## [Exercise task 1]
Adjust the records by adding -33 to every coordinate in the answers, and write out only the lines starting with the line containing "Indicate one point per instance of the concrete" and going on through the line containing "Indicate one point per instance of the white cloud", with the requests included.

## [Selected extract]
****************

I'm not sure if I understood it correctly, could you maybe help? I really appriciate that.

Originally posted by @ningyuxin1999 in #1186 (comment)

Hi @ningyuxin1999

the PR under which you commented is merged into the main branch, but has not been released yet. Therefore, you still get the warning and the error. We will make the new release soon, probably in August. In the meantime however, there is a fix you can apply by just setting up the embedding net accordingly.

Essentially, you have to pass the device only once, i.e., when you create the inference class. Importantly, your custom embedding net should not be on the CUDA device yet, it will be moved internally.

net = YourCustomEmbeddingNet(...)  # lives on the CPU, output layers returns 10 units
neural_posterior = posterior_nn(model="maf", embedding_net=net, hidden_features=10, num_transforms=2)
inference = SNPE(prior=prior, device="cuda", density_estimator=neural_posterior)

Then, SNPE will take care of concatenating your embedding net and the MAF density estimator and then moving it to the desired device for training.

The same applies to the data: sbi takes care of the device handling of the data. In most cases, it is even better to keep the data on the CPU and move only the batches to GPU during training.

The remaining code you posted will probably not work, I think there is a misunderstanding. You do not need to code an explicit training loop. All you need to do is appending the data to SNPE and calling train(). Like this:

inference.append_simulations(your_sampled_theta, your_simulated_data)
inference.train()

posterior = inference.build_posterior()

(If you really have to use your custom dataloader (e.g., because your data does not fit into the RAM at once), then things become a bit tricky, but there has been a similar issue, see #1193)

****************

## [Raw records]
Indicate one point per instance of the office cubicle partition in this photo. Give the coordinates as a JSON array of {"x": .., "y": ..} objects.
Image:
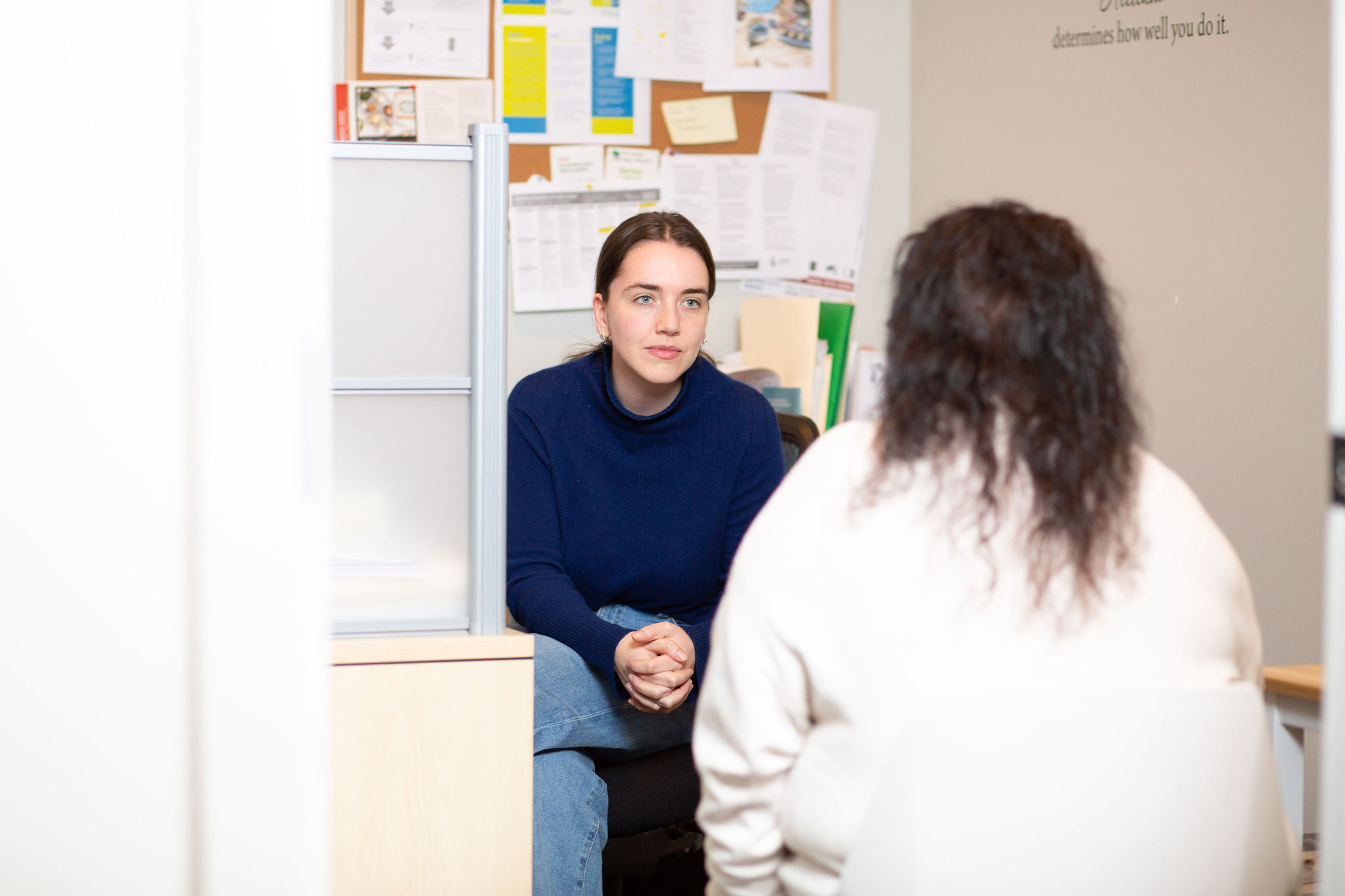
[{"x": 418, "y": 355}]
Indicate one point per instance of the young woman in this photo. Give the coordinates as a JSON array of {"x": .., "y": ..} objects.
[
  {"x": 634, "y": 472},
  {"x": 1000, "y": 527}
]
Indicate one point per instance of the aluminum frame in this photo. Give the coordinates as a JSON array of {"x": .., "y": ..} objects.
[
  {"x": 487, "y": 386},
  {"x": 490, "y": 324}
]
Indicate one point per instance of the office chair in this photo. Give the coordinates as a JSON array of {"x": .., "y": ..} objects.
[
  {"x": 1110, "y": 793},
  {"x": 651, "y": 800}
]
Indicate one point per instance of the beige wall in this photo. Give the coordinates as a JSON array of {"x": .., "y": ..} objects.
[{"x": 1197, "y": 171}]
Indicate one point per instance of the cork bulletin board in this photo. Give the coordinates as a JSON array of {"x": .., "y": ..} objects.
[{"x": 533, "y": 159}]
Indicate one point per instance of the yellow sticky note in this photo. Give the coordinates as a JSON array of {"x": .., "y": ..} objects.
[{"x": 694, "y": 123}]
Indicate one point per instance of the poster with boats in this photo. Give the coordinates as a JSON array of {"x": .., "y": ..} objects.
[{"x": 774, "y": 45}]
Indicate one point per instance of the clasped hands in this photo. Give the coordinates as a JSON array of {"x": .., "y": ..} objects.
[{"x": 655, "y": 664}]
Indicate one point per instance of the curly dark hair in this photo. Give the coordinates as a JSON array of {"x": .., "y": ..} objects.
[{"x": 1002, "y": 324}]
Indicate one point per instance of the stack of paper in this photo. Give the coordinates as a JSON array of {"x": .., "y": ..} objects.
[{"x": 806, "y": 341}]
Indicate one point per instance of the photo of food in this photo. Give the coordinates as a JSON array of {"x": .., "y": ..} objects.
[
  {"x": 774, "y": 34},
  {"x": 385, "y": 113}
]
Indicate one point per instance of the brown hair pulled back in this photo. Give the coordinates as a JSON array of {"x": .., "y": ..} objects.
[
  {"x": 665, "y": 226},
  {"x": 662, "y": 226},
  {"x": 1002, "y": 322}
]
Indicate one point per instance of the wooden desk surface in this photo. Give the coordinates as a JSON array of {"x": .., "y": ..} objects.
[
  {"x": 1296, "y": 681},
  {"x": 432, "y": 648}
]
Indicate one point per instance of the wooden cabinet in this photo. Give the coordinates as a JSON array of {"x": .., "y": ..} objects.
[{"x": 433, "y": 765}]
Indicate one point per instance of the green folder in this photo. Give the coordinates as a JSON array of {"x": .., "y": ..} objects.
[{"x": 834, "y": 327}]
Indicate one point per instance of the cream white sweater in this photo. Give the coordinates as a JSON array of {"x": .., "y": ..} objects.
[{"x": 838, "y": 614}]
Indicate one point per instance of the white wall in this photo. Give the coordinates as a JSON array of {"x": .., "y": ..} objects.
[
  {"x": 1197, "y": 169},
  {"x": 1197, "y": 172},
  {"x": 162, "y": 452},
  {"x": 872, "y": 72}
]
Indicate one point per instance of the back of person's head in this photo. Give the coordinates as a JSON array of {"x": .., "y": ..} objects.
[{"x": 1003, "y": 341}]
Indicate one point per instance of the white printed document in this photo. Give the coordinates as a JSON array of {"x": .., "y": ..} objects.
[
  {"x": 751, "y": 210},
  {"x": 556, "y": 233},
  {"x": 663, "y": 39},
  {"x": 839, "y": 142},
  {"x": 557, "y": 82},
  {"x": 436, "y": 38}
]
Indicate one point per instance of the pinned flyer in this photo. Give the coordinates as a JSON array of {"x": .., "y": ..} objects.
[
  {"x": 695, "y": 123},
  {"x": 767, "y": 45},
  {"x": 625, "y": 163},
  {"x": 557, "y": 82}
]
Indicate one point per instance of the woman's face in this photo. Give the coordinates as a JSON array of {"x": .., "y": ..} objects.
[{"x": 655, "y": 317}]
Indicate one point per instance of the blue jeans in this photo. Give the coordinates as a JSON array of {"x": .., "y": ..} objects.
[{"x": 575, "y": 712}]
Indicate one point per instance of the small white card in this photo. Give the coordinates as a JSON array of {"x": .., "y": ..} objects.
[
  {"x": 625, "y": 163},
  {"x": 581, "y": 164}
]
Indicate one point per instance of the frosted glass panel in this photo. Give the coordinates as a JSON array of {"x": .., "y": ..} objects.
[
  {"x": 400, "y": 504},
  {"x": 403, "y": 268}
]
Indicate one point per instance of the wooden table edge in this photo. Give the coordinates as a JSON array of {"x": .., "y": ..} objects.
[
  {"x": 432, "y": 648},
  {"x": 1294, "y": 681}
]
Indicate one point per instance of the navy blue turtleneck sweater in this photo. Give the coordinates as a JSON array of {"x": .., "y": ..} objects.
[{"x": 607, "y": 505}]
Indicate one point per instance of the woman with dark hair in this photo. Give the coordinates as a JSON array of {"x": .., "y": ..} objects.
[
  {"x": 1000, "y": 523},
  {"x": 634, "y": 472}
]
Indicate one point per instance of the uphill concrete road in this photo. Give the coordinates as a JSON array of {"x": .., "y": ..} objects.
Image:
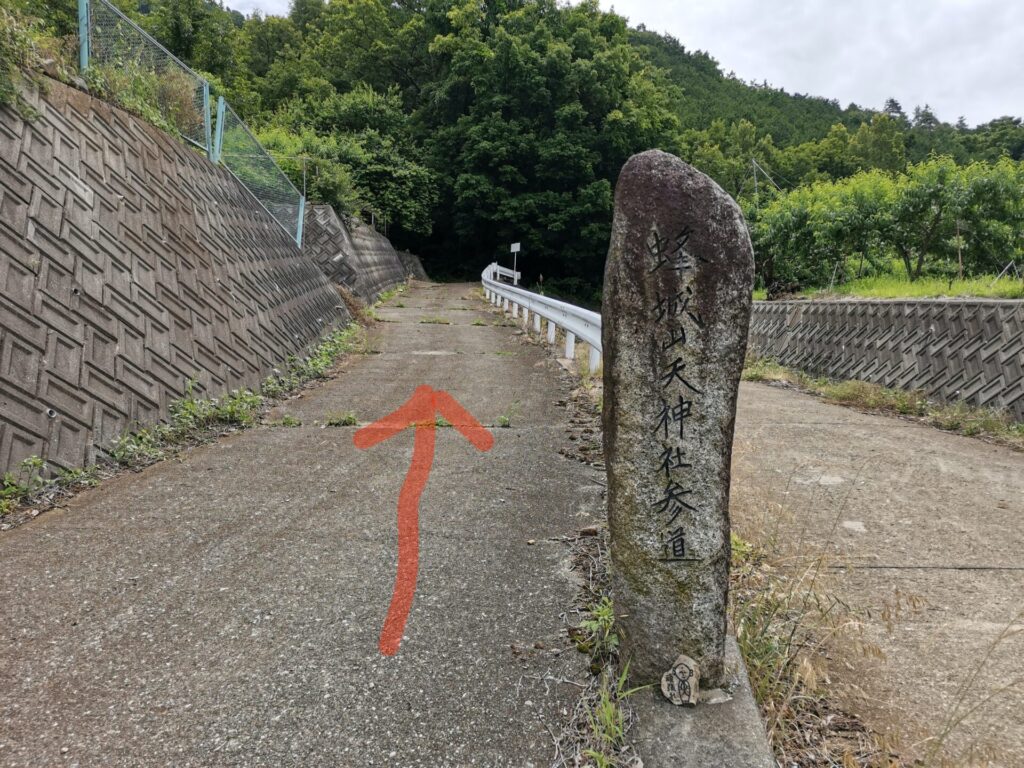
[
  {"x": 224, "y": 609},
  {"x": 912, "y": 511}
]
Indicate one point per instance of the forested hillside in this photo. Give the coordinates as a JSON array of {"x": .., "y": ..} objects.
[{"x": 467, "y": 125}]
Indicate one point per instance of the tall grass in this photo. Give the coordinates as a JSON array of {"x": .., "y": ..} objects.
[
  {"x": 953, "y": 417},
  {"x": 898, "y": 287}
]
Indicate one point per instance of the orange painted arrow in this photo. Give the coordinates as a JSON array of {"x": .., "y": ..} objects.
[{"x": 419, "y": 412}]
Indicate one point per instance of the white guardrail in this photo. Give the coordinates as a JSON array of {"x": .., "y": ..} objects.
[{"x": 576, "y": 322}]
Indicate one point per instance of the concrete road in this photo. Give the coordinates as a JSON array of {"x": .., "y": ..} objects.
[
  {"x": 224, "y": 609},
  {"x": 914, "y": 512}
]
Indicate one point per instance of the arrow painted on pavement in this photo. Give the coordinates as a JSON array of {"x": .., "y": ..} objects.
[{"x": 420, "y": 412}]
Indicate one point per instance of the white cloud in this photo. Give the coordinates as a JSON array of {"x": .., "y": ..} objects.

****************

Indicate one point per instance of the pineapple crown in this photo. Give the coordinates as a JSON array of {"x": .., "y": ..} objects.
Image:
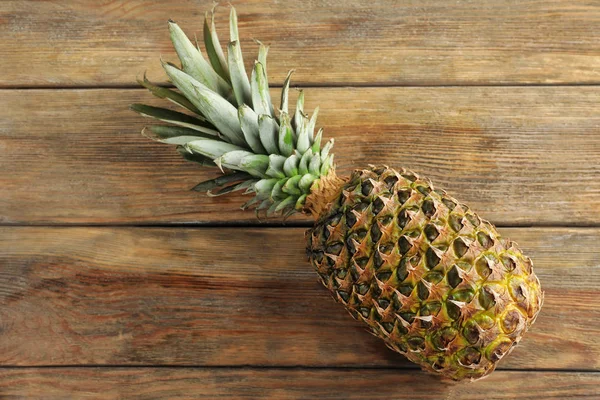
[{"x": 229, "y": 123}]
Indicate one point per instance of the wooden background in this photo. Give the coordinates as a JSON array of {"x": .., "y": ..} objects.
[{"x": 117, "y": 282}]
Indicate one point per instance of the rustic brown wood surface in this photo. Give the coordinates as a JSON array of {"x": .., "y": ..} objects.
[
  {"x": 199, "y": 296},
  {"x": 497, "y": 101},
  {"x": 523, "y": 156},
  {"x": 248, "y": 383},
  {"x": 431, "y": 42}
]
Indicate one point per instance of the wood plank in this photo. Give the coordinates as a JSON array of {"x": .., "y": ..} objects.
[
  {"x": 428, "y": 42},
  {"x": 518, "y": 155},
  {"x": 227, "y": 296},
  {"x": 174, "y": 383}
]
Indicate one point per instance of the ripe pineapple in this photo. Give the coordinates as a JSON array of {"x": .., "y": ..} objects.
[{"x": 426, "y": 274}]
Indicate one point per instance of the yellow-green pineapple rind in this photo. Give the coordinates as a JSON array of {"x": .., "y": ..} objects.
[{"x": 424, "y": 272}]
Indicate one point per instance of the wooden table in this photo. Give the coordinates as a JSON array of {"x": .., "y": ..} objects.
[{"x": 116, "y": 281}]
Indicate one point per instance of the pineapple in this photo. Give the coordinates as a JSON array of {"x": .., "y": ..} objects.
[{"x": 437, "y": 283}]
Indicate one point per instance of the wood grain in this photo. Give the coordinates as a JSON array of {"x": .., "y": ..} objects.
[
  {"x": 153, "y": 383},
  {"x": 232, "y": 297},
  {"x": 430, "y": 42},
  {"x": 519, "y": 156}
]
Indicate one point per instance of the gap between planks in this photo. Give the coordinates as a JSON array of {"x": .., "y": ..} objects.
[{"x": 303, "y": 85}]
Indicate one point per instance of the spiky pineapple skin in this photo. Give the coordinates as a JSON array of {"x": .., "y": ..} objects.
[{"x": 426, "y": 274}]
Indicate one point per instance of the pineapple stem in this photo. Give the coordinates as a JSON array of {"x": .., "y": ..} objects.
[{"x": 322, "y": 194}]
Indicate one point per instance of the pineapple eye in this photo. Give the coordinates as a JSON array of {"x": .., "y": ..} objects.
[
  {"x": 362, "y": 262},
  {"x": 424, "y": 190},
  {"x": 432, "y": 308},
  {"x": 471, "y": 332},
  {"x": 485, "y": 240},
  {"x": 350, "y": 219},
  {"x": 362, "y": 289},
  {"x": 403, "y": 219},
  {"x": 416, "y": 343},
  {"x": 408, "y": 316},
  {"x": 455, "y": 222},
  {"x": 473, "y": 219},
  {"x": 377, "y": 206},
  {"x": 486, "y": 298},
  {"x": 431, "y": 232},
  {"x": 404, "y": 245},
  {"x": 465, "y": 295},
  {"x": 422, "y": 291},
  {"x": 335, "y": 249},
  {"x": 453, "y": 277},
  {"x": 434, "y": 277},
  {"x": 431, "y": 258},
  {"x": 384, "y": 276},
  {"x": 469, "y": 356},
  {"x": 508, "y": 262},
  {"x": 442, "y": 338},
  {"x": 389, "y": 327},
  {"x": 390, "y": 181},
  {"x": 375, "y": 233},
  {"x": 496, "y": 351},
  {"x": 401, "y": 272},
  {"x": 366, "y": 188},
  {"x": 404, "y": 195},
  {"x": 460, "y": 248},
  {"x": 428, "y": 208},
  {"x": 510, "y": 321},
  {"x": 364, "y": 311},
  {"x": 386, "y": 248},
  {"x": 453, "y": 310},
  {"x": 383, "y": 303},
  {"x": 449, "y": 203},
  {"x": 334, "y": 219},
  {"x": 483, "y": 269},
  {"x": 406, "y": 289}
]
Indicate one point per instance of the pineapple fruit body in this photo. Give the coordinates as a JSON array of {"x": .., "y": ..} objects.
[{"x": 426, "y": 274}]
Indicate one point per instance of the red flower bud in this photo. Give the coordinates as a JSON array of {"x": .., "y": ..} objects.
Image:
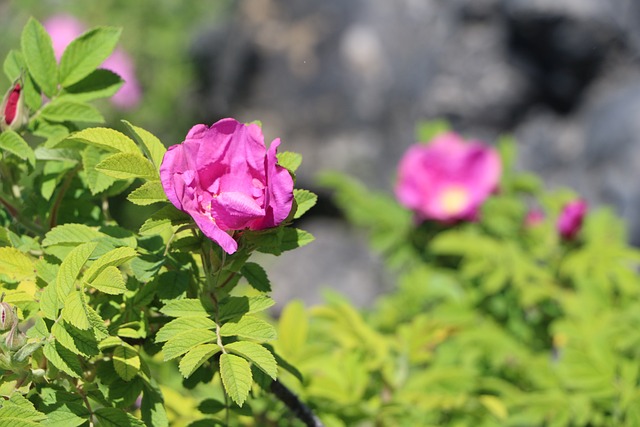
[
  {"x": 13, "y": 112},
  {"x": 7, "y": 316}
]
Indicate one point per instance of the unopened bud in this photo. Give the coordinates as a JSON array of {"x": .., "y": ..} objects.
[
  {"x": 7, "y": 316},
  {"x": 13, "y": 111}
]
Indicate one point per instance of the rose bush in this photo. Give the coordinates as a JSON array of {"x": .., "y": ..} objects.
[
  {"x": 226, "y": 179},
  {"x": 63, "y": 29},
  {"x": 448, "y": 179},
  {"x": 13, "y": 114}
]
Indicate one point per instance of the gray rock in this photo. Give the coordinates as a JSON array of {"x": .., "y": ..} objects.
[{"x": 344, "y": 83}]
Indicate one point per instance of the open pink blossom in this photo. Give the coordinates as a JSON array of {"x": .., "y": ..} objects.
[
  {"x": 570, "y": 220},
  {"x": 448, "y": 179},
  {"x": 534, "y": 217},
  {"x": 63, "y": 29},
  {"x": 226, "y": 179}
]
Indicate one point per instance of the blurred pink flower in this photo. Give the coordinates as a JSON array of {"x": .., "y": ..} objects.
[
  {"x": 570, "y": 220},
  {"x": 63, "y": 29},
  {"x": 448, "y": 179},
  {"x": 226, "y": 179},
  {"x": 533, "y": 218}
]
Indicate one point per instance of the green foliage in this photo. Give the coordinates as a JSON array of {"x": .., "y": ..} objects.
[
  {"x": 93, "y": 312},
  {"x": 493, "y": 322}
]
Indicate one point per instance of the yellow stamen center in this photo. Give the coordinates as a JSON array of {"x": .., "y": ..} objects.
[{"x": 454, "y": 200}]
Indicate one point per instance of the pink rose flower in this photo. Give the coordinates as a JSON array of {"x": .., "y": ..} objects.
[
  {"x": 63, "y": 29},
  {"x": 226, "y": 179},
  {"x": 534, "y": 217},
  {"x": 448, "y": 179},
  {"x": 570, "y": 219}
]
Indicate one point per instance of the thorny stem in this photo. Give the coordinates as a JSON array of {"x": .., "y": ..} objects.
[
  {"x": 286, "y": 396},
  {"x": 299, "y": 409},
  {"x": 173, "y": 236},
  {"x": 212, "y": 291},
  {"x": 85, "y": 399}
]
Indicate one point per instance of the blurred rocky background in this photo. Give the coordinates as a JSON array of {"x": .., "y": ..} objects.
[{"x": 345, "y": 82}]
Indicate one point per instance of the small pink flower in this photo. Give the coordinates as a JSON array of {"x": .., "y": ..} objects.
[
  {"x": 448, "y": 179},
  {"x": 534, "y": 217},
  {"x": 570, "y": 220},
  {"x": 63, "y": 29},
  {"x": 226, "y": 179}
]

****************

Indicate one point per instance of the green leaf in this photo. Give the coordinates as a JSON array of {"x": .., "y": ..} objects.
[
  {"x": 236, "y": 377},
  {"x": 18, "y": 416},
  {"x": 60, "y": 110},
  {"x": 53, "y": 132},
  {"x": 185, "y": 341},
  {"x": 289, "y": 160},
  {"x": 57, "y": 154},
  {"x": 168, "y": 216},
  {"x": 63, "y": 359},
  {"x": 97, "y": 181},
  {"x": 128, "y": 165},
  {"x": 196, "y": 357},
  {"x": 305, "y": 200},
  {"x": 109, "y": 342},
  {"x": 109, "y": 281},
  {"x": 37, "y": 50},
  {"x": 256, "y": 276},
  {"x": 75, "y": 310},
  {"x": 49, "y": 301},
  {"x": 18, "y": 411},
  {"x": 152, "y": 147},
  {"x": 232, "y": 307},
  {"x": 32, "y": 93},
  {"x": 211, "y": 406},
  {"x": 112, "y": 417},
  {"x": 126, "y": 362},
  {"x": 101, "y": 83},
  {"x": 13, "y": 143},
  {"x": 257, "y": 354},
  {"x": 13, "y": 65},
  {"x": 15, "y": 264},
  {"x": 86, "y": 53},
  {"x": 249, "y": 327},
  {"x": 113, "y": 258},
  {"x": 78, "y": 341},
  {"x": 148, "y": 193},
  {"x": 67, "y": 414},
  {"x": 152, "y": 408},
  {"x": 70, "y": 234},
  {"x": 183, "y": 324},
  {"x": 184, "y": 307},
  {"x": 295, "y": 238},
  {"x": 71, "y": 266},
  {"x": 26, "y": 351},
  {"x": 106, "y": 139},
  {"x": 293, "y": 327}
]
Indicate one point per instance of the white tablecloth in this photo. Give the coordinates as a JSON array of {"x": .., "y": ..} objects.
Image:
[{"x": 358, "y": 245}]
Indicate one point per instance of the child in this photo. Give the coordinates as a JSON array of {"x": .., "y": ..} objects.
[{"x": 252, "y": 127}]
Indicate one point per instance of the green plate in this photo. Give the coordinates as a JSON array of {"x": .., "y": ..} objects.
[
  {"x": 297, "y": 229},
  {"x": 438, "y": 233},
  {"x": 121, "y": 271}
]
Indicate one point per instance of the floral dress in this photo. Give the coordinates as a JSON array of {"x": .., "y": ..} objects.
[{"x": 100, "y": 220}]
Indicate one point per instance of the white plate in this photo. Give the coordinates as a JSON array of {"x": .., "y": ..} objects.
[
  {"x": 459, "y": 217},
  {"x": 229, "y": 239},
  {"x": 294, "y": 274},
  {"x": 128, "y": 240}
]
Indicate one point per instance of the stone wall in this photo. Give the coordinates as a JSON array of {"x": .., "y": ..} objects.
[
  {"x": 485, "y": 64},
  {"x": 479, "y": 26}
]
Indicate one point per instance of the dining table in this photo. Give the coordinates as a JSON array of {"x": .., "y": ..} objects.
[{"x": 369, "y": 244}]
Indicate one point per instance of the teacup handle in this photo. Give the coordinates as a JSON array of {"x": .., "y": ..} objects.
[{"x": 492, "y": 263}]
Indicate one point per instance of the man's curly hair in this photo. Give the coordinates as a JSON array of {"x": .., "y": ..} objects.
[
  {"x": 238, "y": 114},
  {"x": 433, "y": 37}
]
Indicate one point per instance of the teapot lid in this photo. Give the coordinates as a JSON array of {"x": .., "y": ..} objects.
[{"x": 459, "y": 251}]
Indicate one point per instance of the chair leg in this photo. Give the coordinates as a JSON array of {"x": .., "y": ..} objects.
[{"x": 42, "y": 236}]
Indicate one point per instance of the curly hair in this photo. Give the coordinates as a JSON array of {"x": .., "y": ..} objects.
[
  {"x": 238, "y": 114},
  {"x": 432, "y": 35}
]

****************

## [Exercise task 2]
Reproduce the part of the forum reply on device handling starting with "Essentially, you have" and going on through "GPU during training.".

## [Full answer 1]
Indicate one point per instance of the concrete road in this photo. Give the coordinates as a JSON array of {"x": .., "y": ..} objects.
[
  {"x": 191, "y": 576},
  {"x": 881, "y": 479}
]
Indicate one point per instance of the arrow painted on pavement in this photo. Give the coordinates as a JSON array of {"x": .., "y": ..} objects.
[{"x": 387, "y": 379}]
Indicate one point per instance of the white cloud in this photo. Give the coordinates as a JSON array of {"x": .., "y": ..} objects.

## [Full answer 2]
Essentially, you have to pass the device only once, i.e., when you create the inference class. Importantly, your custom embedding net should not be on the CUDA device yet, it will be moved internally.

net = YourCustomEmbeddingNet(...)  # lives on the CPU, output layers returns 10 units
neural_posterior = posterior_nn(model="maf", embedding_net=net, hidden_features=10, num_transforms=2)
inference = SNPE(prior=prior, device="cuda", density_estimator=neural_posterior)

Then, SNPE will take care of concatenating your embedding net and the MAF density estimator and then moving it to the desired device for training.

The same applies to the data: sbi takes care of the device handling of the data. In most cases, it is even better to keep the data on the CPU and move only the batches to GPU during training.